*DIRECTION A:* Pick out every line in the records that contains the word "drooping", treating uppercase and lowercase as different.

*READING TEXT:*
By 20 August the number of arrests nationally had reached more than 3,000. Police routinely opposed bail or cautions. More than 60 per cent of detainees, even those facing trivial charges, were held in custody. Courts were sitting overnight, under instruction to deal out harsh punishments and custodial sentences. The arrested youth were caught up in a nightmare of night courts, sub-standard treatment and shoddy legal representation as the judiciary at every level served up revenge at the behest of the police and government. In Brixton a student with no previous convictions was sentenced to six months for ‘stealing bottles of water’ worth £3.60. At Chester Crown Court two young men were sentenced to four years in prison after pleading guilty to ‘incitement to commit an indictable offence’ using Facebook in Northwich, where there was no disorder.

The ‘speed’ of the injustice stands in stark contrast to the extremely slow investigation into how Mark Duggan was killed. We know that Duggan did not fire a gun, but nothing is known about the police killer who has not been brought before a court in the middle of the night nor remanded in custody. The Metropolitan police have now published on the internet a ‘rogues gallery’ of convicted people with their addresses. The legal class has not even bleated a protest.

Government ministers queued up to threaten wider punishments on the families and communities involved:

  1. Theresa May, Home Secretary (Oxford University), promised new laws to enable curfews and ‘no go’ areas. She also instructed CPS prosecutors that, ‘where possible, they should be asking for the public identification of juveniles who are found guilty of criminal activity’ related to the riots, thus enabling a hue and cry against working class youth.
  2. Ian Duncan Smith, Work and Pensions Secretary (Sandhurst), promised that the system that deprives prisoners of ‘handouts’ (his term for welfare benefits) would be extended to anyone convicted of a riot-related criminal offence, even if this did not result in a prison sentence.
  3. David Cameron, Prime Minister (Oxford University), belatedly rushing back from yet another holiday, described the welfare system as a ‘moral hazard’ inciting laziness, promised to mend Britain’s ‘broken society’ and to end the ‘misuse’ of human rights: ‘There are deep problems in our society that have been growing for a long time: a decline in responsibility, a rise in selfishness, a growing sense that individual rights come before anything else'.
  4. Wandsworth, Greenwich and Southwark borough councils in London issued threats to evict any council tenants and their families facing charges arising from the riots. Young people have also been threatened with loss of free travel in London.

These measures represent utter class hatred: they are typical of fascist societies. They are being cooked up by a collection of crooks who have no right to lecture anyone on laziness, moral turpitude or criminality. These same people, who benefited from a corrupt expenses system for MPs to the tune of tens of thousands of pounds, blame working class people for the miserable and diminishing benefits we have to fight for. Cameron has himself admitted a criminal past. In February 2007, facing exposure of illegal drug-taking in his youth, Cameron argued: ‘I have been very clear about this. When they are young, lots of people do things they shouldn't and I was one of them. I regret those things but people should judge me now based on the policies I put forward.’ Even more recently, Cameron has defended his friend, the accused phone hacker Andy Coulson, saying that he deserved a second chance. Has Coulson been threatened with loss of his home? Has Lord Archer been threatened with seizure of his considerable assets following his criminal conviction and prison sentence? They did not even remove his baronetcy. It is one law for the rich and another for the poor. That is the reality of ‘broken’ Britain.

*DIRECTION B:* Go on with the text above about the riot arrests and punishments, starting after its final sentence.

*SUPPLIED DATA:*

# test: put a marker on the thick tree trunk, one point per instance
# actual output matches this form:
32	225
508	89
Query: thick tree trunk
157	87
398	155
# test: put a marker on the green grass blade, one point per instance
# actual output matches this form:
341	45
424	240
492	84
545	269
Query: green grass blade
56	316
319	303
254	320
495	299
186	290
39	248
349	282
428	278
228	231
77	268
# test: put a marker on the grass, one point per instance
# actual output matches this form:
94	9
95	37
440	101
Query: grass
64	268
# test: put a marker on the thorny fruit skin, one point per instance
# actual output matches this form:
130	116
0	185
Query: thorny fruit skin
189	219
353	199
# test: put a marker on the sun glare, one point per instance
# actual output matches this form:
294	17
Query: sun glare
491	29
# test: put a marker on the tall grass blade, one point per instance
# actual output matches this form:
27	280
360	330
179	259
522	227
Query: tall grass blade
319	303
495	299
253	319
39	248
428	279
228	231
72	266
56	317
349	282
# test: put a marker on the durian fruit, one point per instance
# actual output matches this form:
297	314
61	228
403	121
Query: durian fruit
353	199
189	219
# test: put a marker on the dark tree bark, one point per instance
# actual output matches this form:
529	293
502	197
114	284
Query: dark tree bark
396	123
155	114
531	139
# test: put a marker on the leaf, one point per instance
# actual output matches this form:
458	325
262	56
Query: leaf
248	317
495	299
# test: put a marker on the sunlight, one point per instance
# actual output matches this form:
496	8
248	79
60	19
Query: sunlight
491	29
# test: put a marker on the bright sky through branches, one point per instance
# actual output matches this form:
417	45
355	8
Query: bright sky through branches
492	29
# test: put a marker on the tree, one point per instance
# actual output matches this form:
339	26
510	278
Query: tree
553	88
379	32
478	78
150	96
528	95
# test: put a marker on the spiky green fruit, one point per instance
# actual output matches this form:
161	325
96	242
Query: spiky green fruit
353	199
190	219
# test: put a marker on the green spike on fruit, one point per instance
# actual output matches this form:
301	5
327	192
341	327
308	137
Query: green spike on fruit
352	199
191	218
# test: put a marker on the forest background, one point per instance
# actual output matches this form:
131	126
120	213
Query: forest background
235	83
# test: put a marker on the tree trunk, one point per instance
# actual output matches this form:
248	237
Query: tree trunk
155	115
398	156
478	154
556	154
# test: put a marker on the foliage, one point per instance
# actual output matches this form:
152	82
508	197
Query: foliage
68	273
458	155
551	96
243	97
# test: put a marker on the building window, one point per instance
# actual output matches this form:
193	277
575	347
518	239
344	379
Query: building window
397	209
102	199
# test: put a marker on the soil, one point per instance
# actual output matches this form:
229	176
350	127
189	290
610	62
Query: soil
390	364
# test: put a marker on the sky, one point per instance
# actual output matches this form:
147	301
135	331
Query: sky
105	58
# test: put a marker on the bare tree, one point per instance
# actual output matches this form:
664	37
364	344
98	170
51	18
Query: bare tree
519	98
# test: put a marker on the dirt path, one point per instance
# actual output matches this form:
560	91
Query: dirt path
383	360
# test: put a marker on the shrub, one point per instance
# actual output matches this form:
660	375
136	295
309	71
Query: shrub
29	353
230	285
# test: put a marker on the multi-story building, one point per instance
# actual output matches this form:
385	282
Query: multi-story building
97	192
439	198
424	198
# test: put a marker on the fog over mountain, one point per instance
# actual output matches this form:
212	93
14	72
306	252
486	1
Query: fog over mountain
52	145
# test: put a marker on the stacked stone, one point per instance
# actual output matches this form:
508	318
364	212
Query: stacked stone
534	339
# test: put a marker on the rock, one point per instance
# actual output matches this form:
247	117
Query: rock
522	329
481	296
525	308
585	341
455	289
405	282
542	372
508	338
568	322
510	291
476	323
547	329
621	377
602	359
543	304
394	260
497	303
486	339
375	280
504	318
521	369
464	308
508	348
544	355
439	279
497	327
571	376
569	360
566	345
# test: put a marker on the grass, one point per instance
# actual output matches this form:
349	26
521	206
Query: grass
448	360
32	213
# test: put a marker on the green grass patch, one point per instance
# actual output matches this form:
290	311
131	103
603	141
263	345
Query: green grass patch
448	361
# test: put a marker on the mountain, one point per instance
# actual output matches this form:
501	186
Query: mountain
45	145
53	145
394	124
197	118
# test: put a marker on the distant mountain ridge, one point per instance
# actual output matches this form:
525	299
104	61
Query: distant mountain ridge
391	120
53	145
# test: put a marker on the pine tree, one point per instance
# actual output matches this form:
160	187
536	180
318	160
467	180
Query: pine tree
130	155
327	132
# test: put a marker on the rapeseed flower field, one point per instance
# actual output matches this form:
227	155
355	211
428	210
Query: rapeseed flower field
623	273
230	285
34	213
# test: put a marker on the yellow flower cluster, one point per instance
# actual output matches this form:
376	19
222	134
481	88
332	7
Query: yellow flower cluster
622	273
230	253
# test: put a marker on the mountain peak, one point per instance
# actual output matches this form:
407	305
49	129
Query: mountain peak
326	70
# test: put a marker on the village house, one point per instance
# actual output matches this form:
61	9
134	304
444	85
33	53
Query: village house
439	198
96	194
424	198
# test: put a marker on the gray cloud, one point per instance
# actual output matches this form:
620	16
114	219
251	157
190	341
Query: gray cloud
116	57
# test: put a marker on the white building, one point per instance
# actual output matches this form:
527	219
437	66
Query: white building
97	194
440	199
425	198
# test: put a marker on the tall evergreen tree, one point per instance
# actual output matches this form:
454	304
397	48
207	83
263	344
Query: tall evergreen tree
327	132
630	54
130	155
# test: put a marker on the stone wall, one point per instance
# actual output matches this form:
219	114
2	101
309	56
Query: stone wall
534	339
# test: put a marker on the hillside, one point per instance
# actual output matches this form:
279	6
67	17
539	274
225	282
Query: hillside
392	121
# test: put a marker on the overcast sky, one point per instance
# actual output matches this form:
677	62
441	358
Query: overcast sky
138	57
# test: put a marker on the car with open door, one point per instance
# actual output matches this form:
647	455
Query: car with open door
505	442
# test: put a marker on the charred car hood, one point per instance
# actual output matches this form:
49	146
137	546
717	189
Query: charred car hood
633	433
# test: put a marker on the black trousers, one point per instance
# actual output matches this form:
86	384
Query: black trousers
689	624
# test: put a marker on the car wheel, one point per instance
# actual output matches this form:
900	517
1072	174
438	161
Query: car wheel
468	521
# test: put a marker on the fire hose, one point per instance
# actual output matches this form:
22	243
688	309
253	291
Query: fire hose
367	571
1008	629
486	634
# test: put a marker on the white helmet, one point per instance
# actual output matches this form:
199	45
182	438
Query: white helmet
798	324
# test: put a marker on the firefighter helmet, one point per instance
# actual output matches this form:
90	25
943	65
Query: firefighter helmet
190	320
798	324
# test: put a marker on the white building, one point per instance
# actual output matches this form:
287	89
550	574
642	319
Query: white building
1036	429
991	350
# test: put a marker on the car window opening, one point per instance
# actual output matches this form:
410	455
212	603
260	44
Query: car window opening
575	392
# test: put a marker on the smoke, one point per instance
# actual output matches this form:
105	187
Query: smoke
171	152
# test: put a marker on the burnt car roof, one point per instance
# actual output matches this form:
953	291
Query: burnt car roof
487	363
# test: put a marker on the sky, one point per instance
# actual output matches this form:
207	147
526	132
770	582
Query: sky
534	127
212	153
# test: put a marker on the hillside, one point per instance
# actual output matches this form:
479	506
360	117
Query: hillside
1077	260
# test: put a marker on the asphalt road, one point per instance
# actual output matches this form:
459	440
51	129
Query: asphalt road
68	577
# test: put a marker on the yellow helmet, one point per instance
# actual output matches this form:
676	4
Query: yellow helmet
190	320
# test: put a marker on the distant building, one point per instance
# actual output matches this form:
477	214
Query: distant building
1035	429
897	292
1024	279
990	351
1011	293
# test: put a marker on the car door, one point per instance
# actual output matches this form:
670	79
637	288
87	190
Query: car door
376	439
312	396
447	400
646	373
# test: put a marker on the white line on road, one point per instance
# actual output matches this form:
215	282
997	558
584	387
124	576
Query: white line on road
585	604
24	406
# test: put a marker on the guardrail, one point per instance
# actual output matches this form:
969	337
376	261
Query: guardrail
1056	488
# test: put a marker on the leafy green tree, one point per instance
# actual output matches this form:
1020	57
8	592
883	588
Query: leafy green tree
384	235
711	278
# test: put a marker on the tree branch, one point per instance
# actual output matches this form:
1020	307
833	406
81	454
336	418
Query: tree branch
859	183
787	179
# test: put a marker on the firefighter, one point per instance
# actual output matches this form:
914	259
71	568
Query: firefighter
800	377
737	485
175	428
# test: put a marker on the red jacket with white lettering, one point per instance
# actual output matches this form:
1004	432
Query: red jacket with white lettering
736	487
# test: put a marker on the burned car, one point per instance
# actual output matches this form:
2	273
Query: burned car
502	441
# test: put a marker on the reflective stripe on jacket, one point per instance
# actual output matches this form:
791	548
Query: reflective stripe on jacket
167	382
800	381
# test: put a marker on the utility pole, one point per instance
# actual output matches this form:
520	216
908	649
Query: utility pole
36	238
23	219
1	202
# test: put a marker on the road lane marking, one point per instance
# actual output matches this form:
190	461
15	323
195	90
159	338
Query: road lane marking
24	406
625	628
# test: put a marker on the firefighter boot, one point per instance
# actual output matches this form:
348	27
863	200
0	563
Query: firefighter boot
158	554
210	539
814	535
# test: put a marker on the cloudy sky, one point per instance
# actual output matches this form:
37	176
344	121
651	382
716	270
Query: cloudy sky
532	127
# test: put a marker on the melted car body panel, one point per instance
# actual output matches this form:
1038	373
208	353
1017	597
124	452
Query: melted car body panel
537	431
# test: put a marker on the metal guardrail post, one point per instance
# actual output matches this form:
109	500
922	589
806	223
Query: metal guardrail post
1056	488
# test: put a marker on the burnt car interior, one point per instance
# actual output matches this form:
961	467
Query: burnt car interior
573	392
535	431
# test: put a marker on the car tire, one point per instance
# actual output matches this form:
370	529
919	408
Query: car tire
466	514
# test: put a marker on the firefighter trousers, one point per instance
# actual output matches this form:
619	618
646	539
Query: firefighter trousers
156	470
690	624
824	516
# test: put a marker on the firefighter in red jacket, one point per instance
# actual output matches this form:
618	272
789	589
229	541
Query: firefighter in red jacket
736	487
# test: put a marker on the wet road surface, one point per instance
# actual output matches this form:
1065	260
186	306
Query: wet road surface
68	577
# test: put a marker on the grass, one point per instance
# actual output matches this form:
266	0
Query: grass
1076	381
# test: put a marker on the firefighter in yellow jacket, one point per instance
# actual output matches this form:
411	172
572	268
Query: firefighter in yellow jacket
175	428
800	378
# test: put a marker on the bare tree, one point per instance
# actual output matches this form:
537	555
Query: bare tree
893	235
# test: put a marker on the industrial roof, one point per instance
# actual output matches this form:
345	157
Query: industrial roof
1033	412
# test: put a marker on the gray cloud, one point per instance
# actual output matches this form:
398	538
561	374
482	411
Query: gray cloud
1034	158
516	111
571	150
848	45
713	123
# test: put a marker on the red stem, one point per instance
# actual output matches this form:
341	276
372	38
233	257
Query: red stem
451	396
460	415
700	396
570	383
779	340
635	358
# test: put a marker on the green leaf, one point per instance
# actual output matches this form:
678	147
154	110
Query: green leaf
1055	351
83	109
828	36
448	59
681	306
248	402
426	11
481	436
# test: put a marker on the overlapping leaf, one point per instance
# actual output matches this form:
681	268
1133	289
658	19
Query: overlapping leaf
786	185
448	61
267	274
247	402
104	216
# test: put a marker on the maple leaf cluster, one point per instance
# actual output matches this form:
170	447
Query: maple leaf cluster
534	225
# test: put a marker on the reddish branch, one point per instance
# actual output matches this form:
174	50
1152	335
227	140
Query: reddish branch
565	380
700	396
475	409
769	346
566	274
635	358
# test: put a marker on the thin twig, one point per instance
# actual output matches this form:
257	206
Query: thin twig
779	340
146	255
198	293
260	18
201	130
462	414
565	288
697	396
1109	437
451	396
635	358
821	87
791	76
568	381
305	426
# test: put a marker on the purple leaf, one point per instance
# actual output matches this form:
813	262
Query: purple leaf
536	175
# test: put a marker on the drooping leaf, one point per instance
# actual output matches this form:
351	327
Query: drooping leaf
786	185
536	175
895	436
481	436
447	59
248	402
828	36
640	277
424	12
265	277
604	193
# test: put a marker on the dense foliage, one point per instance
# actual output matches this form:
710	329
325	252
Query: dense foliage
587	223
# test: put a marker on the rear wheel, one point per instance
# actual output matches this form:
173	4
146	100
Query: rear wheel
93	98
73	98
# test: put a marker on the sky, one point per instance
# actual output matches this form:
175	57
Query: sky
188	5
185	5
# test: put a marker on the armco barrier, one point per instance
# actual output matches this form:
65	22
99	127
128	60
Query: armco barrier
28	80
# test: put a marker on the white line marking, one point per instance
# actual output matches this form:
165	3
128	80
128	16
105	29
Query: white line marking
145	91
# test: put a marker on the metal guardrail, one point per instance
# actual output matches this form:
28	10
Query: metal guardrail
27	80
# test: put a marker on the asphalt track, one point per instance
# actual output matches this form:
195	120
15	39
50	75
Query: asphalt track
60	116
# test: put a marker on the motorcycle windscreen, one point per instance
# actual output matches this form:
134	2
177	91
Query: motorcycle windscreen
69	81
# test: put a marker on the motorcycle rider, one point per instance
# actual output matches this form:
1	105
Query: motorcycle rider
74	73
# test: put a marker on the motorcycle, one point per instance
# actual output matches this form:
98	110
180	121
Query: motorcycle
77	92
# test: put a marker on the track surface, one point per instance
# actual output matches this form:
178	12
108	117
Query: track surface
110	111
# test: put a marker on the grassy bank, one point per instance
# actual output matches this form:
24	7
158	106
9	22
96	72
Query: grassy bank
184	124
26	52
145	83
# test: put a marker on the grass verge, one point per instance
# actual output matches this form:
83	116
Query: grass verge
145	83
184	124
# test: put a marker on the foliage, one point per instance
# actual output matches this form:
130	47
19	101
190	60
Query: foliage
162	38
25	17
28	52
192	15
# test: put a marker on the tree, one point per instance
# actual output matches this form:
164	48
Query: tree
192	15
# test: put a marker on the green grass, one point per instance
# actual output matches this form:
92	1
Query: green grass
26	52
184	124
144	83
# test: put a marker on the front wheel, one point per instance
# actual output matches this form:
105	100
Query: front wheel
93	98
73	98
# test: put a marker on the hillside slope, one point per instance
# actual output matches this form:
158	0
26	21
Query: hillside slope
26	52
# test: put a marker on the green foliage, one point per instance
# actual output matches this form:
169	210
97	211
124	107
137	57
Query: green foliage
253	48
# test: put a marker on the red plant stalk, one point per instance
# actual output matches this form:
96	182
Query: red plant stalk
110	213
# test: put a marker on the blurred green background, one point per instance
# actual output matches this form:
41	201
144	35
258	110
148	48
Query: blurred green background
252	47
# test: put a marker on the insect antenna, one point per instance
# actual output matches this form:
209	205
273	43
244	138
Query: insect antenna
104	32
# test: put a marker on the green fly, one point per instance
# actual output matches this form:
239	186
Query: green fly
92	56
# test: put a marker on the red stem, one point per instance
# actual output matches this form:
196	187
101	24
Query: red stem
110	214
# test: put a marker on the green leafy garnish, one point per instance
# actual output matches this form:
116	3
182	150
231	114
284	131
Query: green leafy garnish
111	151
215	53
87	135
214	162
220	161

*REPLY A:*
# test: put a marker on the drooping leaf, one point per instance
Query: drooping leaf

*REPLY B:*
A real indication that this is a deep crisis facing the British state was the bitter argument that broke out between police and government ministers immediately following the riots. Cameron blamed the Metropolitan police for their failure to control the riots, suggesting that it was only his government’s intervention that ensured the correct tactics were eventually used to restore peace. The police, on the other hand, argued that their tactics had proved successful when Cameron was still holidaying in Italy. The main police grievance focused on the Coalition Government’s plans to cut police numbers, budgets, pensions and to reform police organisation. The suggestion that a US police chief supremo, William Bratton, would be invited to consult on the riots and gangs, hit a nerve for the upper echelons of the British constabulary. In ‘broken Britain’ it is every man for himself; every class for itself.

It was on the issue of policing alone that the British Labour Party decided to target its intervention. Like the government they were vehement in their condemnation of the youth, calling for harsh sentences and congratulating the police on their bravery. Their criticisms were centred on the prospect of cuts in policing. Sadiq Khan, Labour Shadow Justice Secretary, surpassed his own high levels of fawning hypocrisy: I am encouraged by the speed at which people who have engaged in these disgraceful criminal acts are being brought to justice. The process from charge to trial and sentence must be as swift as possible. But this Tory-led Government must give assurances that there is the capacity in the prison estate for all those involved in violent disorder to receive the punishment they deserve.’ There is no concern for the travesty of justice offered to the working class: it is simply a concern that following treadmill justice there should be enough prisons in which to lock us up. Likewise, infamous toady Shami Chakrabarti, director of the misnamed charity ‘Liberty’, piped up: ‘In very testing circumstances, the response of both the police and government has been measured and proportionate so far – we welcome this and hope it will continue.’ In what sense the harsh treatment and vicious sentences that the youth have received has been ‘measured’ and ‘proportionate’, she has yet to explain.

Most of the left organisations in Britain have, as usual, failed to support the youth who fought the police. From the Morning Star to the Socialist Party they have chosen to follow the lead of the treacherous Labour Party. At the heighest point of their radicalism, the Socialist Party: ‘calls for the setting up of a democratically run inquiry into the riots involving elected representatives of trade unions and community organisations, that could also set the parameters on how the offences are dealt with, with the right to review sentences already imposed.' This is a social democratic dream: to administer the British imperialist state in a fairer manner. What have the trade unions that they are so eager to call to aid done or said: nothing. The TUC, Unite and Unison have all limited their interventions to congratulating public sector workers for carrying on working during the troubles!

What next?

There is a job to be done defending the youth who have been targeted in this class war. Fight Racism! Fight Imperialism! will be part of this defence. Prisons minister Crispin Blunt is quite wrong – these riots were not one-offs. The ruling class has declared war on the working class and poor and this will be intensified. What we do now is important in determining the future defence of the living standards and lives of working class people. The political fight to defend the working class has begun.